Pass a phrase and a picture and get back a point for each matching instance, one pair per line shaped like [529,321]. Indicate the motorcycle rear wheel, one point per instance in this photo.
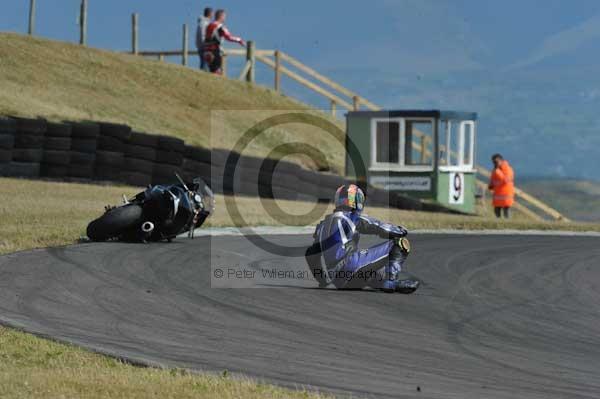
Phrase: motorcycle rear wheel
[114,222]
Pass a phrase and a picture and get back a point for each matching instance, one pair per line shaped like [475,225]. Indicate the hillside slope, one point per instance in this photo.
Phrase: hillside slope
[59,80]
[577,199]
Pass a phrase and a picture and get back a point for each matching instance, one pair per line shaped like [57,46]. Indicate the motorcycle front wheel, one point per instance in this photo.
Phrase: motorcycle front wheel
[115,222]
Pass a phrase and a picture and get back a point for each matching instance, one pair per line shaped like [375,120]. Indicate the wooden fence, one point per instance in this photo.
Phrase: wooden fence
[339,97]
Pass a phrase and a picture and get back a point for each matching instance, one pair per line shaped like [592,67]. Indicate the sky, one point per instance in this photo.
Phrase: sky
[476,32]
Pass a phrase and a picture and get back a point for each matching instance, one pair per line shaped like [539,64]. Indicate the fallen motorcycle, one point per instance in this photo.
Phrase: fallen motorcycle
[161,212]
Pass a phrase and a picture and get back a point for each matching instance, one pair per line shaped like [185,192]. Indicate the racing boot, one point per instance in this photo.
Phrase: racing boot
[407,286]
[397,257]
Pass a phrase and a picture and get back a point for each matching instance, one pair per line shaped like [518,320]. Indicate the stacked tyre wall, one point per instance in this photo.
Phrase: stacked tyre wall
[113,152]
++++++++++
ASSIGNMENT:
Reproduce exactly, with nothing added, the lines from the one that contains "Phrase: racing boot" to the end of the data.

COMPLETED EXERCISE:
Phrase: racing boot
[407,286]
[397,257]
Pass a phrase and a picture and get back a point for each matching instance, one pair per line shaped like [518,320]. Indicate the stacked tyre wall, one point per instance in this photo.
Phrase: stacked tyre wall
[113,152]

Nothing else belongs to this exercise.